● **Text segment**
-.-.-
This Dyson cordless stick vacuum is half off right now

We recommend several Dyson models in our guide to the best cordless vacuums. While the Digital Slim isn’t on the list per se, it’s still an option perhaps worth considering if you’re in the market for a new vacuum — not least because that model is half off right now. You can snap it up from both Amazon and Dyson directly for $250.

This isn’t quite a record low price for this model. The Dyson Digital Slim was $270 off for Black Friday back in November. Still, half off is a decent deal by just about any metric.

At 4.4 pounds, the Dyson Digital Slim cordless stick vacuum is about a third lighter than the company’s popular V11 model. That should make it relatively easier to handle.
-.-.-
● **Brief A**
Set down the full vacuum deal article word for word, from the headline through the final sentence.
The vacuum deal article and these rows are unrelated.

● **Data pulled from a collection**
-.-.-
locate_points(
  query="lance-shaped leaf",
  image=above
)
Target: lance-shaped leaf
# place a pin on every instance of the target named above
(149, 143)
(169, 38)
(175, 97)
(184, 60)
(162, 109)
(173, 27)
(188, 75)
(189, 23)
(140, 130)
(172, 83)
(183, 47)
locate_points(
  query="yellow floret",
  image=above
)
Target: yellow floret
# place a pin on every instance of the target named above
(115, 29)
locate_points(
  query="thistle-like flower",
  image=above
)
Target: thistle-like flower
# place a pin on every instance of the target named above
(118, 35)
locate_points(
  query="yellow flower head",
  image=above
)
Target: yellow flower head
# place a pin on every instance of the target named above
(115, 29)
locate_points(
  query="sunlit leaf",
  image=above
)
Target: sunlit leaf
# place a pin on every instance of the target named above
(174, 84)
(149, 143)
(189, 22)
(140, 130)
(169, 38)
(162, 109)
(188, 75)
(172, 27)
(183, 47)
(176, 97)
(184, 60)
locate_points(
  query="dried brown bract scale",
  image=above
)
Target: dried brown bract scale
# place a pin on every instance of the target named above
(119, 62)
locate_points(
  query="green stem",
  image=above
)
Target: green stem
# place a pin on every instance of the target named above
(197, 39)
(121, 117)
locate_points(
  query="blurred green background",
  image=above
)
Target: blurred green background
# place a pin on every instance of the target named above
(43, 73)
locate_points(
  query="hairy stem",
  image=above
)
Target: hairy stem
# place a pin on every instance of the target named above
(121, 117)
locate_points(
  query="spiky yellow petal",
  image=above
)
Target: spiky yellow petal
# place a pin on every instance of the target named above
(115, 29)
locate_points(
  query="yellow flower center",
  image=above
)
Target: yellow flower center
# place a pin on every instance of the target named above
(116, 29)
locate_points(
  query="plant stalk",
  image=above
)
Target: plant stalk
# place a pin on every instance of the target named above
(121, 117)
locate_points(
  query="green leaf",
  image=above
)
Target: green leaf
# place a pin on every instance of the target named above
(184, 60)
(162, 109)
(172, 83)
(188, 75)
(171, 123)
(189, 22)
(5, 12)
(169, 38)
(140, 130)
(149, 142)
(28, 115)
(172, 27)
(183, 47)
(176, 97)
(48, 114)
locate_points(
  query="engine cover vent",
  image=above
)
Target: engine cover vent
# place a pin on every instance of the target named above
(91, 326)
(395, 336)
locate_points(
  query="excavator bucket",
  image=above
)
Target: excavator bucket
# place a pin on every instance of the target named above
-.-.-
● **Brief B**
Collect every line in the rows that contains the string "thistle". Case counts, so match only that exact capitalization.

● **Correct answer A**
This Dyson cordless stick vacuum is half off right now

We recommend several Dyson models in our guide to the best cordless vacuums. While the Digital Slim isn’t on the list per se, it’s still an option perhaps worth considering if you’re in the market for a new vacuum — not least because that model is half off right now. You can snap it up from both Amazon and Dyson directly for $250.

This isn’t quite a record low price for this model. The Dyson Digital Slim was $270 off for Black Friday back in November. Still, half off is a decent deal by just about any metric.

At 4.4 pounds, the Dyson Digital Slim cordless stick vacuum is about a third lighter than the company’s popular V11 model. That should make it relatively easier to handle.

● **Correct answer B**
  query="thistle-like flower",
Target: thistle-like flower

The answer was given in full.